= Exercise =
Restate each entry word for word. Keep every detail intact.

[Input for this task Boundary: Start]

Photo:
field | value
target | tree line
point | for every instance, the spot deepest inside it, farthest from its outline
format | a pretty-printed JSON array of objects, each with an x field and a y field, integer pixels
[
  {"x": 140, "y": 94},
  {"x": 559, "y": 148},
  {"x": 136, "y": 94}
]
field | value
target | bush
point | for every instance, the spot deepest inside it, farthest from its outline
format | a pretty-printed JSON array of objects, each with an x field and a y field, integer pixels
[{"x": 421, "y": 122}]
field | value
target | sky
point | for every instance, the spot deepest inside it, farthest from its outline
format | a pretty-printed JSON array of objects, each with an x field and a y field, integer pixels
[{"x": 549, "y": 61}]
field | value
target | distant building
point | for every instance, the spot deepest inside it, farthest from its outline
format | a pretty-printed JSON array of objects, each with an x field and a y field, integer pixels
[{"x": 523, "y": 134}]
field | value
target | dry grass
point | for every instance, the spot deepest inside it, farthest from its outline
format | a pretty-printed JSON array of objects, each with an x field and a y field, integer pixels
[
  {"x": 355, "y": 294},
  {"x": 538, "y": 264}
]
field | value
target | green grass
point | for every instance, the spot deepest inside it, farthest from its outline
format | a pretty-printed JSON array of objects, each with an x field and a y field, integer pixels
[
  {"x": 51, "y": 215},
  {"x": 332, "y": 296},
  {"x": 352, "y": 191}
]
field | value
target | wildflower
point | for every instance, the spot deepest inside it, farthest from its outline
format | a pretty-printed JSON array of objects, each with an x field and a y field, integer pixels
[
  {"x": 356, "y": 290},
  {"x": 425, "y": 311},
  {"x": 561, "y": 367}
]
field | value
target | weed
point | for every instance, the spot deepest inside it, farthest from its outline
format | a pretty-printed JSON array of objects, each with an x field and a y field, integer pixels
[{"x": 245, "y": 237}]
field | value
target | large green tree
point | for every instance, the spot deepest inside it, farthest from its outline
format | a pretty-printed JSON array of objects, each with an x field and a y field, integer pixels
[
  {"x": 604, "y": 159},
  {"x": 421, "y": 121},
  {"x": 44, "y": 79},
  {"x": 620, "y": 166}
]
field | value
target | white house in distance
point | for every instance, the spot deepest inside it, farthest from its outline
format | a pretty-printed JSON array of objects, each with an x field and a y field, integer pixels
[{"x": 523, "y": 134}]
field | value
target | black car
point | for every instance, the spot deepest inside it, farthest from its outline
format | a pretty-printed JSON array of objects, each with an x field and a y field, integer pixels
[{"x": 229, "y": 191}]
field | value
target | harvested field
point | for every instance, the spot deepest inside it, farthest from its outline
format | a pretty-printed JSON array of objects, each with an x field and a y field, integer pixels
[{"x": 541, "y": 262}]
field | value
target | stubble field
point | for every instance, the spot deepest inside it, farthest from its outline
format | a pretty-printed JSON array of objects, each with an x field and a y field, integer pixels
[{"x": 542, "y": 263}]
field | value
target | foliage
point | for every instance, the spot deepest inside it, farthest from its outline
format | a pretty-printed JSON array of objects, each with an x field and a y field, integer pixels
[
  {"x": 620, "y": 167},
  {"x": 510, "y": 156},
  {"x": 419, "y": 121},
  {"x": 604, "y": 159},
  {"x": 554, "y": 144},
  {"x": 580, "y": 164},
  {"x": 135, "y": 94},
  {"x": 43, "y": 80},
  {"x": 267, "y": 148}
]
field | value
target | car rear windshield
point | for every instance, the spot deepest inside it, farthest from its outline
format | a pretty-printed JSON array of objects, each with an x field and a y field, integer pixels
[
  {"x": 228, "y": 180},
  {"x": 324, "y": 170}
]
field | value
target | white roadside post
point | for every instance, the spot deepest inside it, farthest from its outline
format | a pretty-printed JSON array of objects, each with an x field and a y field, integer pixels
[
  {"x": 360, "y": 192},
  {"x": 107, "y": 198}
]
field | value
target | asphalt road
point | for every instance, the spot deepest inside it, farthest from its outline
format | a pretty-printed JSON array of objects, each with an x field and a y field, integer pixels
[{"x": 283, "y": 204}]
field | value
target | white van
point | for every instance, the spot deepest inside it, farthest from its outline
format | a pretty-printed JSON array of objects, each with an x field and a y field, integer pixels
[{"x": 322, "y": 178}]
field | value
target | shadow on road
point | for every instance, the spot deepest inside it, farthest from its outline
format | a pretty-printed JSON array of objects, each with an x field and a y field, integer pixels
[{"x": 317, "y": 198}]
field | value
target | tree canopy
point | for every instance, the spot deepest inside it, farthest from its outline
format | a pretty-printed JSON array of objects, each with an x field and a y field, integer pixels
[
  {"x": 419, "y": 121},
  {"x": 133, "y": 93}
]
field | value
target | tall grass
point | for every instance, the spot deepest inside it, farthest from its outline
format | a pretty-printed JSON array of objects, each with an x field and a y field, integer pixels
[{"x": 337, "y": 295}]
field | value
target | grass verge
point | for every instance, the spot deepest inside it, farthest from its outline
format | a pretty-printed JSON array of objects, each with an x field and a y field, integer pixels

[Input for this task Boundary: End]

= Final answer =
Photo:
field | value
target | tree line
point | for every instance, the spot deepest inside it, farthest from its outline
format | a pretty-printed JSON array of objects, each with an x field and a y field, integer pixels
[
  {"x": 140, "y": 94},
  {"x": 559, "y": 148},
  {"x": 136, "y": 94}
]
field | value
target | bush
point | for every instance, the spot deepest inside it, farthest from its outline
format | a pretty-printed JSON array of objects, each with an x field and a y field, integer pixels
[{"x": 421, "y": 122}]
field | value
target | sky
point | for every instance, the spot deepest inside it, farthest from its outline
format | a pretty-printed JSON array of objects, each with an x field and a y field, integer pixels
[{"x": 549, "y": 61}]
field | value
target | distant building
point | for every instance, the spot deepest inside it, farthest from its outline
format | a pretty-printed JSON array of objects, each with an x field and a y field, integer pixels
[{"x": 523, "y": 134}]
field | value
target | dry grass
point | for every instance, the spot deepest inside it, farthest from its outline
format | a pretty-printed JSON array of objects, each with an x field and a y field, integer pixels
[
  {"x": 355, "y": 294},
  {"x": 538, "y": 264}
]
field | value
target | green grass
point | for every instance, the spot deepest inside it, farthest from its outline
format | a pretty-printed JSON array of objects, each with an x field and a y field, integer pixels
[
  {"x": 51, "y": 215},
  {"x": 332, "y": 296},
  {"x": 352, "y": 191}
]
field | value
target | wildflower
point | for every instance, the spot deepest inside it, farthest from its outline
format | a pretty-printed JSON array of objects, each with an x field and a y field, integer pixels
[
  {"x": 356, "y": 290},
  {"x": 425, "y": 311},
  {"x": 561, "y": 367}
]
field | value
target | weed
point | for every instance, the spot deepest inside it, farthest from its outline
format | a pretty-printed JSON array of objects, each with an x field and a y field, integer pixels
[{"x": 245, "y": 237}]
field | value
target | large green tree
point | for every instance, the spot deepest inside it, farthest from its outline
format | a pretty-printed JSON array of objects, each with an x field and a y field, integer pixels
[
  {"x": 604, "y": 159},
  {"x": 421, "y": 121},
  {"x": 44, "y": 79},
  {"x": 620, "y": 166}
]
field | value
target | white house in distance
point | for every instance, the spot deepest inside it, farthest from its outline
format | a pretty-printed JSON array of objects, each with an x field and a y field, integer pixels
[{"x": 523, "y": 134}]
field | value
target | black car
point | for every instance, the spot deepest inside it, farthest from its outline
format | a pretty-printed JSON array of objects, each with an x field and a y field, integer pixels
[{"x": 229, "y": 191}]
field | value
target | harvested field
point | for every instance, the spot deepest inside it, farthest from its outline
format | a pretty-printed JSON array of objects, each with an x field and a y field, integer pixels
[{"x": 541, "y": 262}]
field | value
target | stubble field
point | for every instance, the spot deepest inside it, farthest from its outline
format | a pretty-printed JSON array of objects, each with an x field and a y field, integer pixels
[{"x": 542, "y": 263}]
field | value
target | foliage
point | for every instance, the spot deepest inside it, farthest from its outline
format | a pretty-printed JSON array of objects, each with an x field and a y field, integer pixels
[
  {"x": 620, "y": 167},
  {"x": 510, "y": 156},
  {"x": 419, "y": 121},
  {"x": 604, "y": 159},
  {"x": 554, "y": 144},
  {"x": 580, "y": 164},
  {"x": 135, "y": 94},
  {"x": 43, "y": 80},
  {"x": 267, "y": 148}
]
field | value
target | car rear windshield
point | for every instance, the spot deepest inside it, farthest from its outline
format | a pretty-printed JSON array of objects, each with an x field and a y field, integer pixels
[
  {"x": 228, "y": 180},
  {"x": 324, "y": 170}
]
field | value
target | white roadside post
point | for every instance, the spot deepest inside it, farthest from its outline
format | a pretty-printed JSON array of objects, each with an x field and a y field, integer pixels
[
  {"x": 360, "y": 192},
  {"x": 107, "y": 198}
]
field | value
target | asphalt road
point | for every instance, the spot deepest inside it, farthest from its outline
format | a pretty-printed JSON array of objects, each with an x field and a y field, integer pixels
[{"x": 283, "y": 204}]
field | value
target | white van
point | for every instance, the spot deepest inside it, farthest from its outline
format | a pretty-printed JSON array of objects, each with an x field and a y field, integer pixels
[{"x": 322, "y": 178}]
field | value
target | shadow on road
point | for every instance, the spot deepest inside it, farthest from its outline
format | a pretty-printed JSON array of objects, each with an x field and a y field, integer pixels
[{"x": 317, "y": 198}]
field | value
target | tree canopy
point | for every instance, the spot deepest inside it, farthest from its outline
format | a pretty-printed JSON array of objects, each with an x field and a y field, integer pixels
[
  {"x": 419, "y": 121},
  {"x": 133, "y": 93}
]
field | value
target | tall grass
point | for every instance, the spot deepest inside it, farthest from its outline
format | a pretty-printed JSON array of objects, each with an x field and a y field, integer pixels
[{"x": 337, "y": 295}]
field | value
target | grass verge
point | for every instance, the spot deepest inside it, farthest from its outline
format | a pretty-printed JSON array of objects, each with an x field and a y field, integer pixels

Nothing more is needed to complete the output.